El próximo capítulo de la democracia peruana debe centrarse en reparar las permanentes injusticias del colonialismo
"Esta democracia ya no es una democracia». Este es el lema de un movimiento social histórico que está evolucionando en Perú. No es ninguna exageración. En diciembre, el presidente Pedro Castillo intentó dar un golpe de Estado disolviendo el Congreso y fue depuesto; en las nueve semanas transcurridas desde entonces, la agitación social ha dejado numerosos muertos. Cuarenta y ocho han muerto en enfrentamientos con las fuerzas de seguridad, 11 en situaciones relacionadas con el bloqueo de carreteras, y un agente de policía presuntamente asesinado.
La corta gestión de la actual presidenta, Dina Boluarte -que fue vicepresidenta de Castillo- ha desatado una espiral de represión policial, criminalización de la protesta y ataque a la verdad pública, una violenta aceleración del lento colapso de la democracia peruana.
No está claro cómo acabará la crisis. Pero podemos estar seguros de que el próximo intento de gobierno también fracasará a menos que aborde errores que se remontan a siglos atrás.

Registros de anotación de coordenadas:

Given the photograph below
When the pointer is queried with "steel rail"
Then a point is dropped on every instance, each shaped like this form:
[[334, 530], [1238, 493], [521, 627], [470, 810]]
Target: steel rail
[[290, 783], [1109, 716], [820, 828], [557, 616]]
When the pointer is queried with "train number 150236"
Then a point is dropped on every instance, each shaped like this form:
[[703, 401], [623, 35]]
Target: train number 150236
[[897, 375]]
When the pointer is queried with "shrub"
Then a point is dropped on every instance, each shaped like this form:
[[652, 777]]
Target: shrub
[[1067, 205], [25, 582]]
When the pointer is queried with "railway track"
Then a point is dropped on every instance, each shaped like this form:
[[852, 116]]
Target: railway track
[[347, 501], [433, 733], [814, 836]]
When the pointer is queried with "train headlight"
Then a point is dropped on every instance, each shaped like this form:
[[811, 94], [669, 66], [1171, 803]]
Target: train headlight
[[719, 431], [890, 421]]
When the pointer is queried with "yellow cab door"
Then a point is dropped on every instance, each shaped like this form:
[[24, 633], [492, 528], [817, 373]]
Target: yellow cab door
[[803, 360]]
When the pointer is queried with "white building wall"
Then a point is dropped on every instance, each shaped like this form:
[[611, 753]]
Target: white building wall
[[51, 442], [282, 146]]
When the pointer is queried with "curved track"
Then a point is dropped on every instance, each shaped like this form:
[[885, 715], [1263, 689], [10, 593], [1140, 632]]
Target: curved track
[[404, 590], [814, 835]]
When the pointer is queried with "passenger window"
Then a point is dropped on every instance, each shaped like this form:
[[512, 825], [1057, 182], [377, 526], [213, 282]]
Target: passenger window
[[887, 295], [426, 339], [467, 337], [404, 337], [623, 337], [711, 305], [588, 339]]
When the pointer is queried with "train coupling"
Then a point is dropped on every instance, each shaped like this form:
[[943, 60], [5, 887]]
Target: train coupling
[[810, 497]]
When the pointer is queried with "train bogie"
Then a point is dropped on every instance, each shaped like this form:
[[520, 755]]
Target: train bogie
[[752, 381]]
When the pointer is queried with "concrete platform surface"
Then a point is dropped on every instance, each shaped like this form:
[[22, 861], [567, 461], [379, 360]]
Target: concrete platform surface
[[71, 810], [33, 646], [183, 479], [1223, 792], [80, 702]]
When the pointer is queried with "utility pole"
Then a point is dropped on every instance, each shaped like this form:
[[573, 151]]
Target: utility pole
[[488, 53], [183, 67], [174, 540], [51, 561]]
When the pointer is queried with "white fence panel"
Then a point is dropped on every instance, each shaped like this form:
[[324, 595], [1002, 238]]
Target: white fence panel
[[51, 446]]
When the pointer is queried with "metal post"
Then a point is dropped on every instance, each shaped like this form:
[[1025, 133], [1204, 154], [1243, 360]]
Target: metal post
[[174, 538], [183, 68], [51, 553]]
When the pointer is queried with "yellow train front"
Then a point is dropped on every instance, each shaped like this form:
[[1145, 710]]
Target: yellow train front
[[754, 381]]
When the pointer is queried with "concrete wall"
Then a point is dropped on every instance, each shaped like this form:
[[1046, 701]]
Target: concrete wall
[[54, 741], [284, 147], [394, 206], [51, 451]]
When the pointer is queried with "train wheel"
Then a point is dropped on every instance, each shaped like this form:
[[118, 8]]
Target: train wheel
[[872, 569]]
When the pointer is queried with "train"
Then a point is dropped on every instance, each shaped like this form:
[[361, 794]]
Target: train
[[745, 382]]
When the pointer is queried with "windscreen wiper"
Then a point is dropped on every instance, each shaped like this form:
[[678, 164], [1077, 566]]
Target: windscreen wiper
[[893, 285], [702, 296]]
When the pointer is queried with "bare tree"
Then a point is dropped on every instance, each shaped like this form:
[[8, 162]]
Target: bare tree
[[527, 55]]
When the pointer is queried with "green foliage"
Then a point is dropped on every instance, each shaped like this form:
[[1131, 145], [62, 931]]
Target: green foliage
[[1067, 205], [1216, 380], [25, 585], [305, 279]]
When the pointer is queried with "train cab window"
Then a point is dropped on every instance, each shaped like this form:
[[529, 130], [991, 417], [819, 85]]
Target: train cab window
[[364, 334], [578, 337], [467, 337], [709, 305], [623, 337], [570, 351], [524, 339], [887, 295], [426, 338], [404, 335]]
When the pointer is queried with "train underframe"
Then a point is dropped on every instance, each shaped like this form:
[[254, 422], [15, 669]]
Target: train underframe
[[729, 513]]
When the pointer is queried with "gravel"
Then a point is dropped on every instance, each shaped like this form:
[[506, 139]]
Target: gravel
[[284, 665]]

** Ejercicios **
1) Transcribe íntegro el texto sobre la democracia peruana.
2) Desplaza en 20 cada coordenada de las respuestas en las filas de anotación de coordenadas, empezando por el comienzo de las filas y siguiendo hasta la línea que contiene "[[719, 431], [890, 421]]", ambas incluidas. Reproduce solo esas líneas, con las consultas y sus formatos de muestra sin cambios.
El texto y las filas proceden de fuentes distintas.

** Respuestas por tarea **
1)
El próximo capítulo de la democracia peruana debe centrarse en reparar las permanentes injusticias del colonialismo
"Esta democracia ya no es una democracia». Este es el lema de un movimiento social histórico que está evolucionando en Perú. No es ninguna exageración. En diciembre, el presidente Pedro Castillo intentó dar un golpe de Estado disolviendo el Congreso y fue depuesto; en las nueve semanas transcurridas desde entonces, la agitación social ha dejado numerosos muertos. Cuarenta y ocho han muerto en enfrentamientos con las fuerzas de seguridad, 11 en situaciones relacionadas con el bloqueo de carreteras, y un agente de policía presuntamente asesinado.
La corta gestión de la actual presidenta, Dina Boluarte -que fue vicepresidenta de Castillo- ha desatado una espiral de represión policial, criminalización de la protesta y ataque a la verdad pública, una violenta aceleración del lento colapso de la democracia peruana.
No está claro cómo acabará la crisis. Pero podemos estar seguros de que el próximo intento de gobierno también fracasará a menos que aborde errores que se remontan a siglos atrás.

2)
Given the photograph below
When the pointer is queried with "steel rail"
Then a point is dropped on every instance, each shaped like this form:
[[334, 530], [1238, 493], [521, 627], [470, 810]]
Target: steel rail
[[310, 803], [1129, 736], [840, 848], [577, 636]]
When the pointer is queried with "train number 150236"
Then a point is dropped on every instance, each shaped like this form:
[[703, 401], [623, 35]]
Target: train number 150236
[[917, 395]]
When the pointer is queried with "shrub"
Then a point is dropped on every instance, each shaped like this form:
[[652, 777]]
Target: shrub
[[1087, 225], [45, 602]]
When the pointer is queried with "railway track"
Then a point is dropped on every instance, each shaped like this form:
[[852, 116]]
Target: railway track
[[367, 521], [453, 753], [834, 856]]
When the pointer is queried with "train headlight"
Then a point is dropped on every instance, each shaped like this form:
[[811, 94], [669, 66], [1171, 803]]
Target: train headlight
[[739, 451], [910, 441]]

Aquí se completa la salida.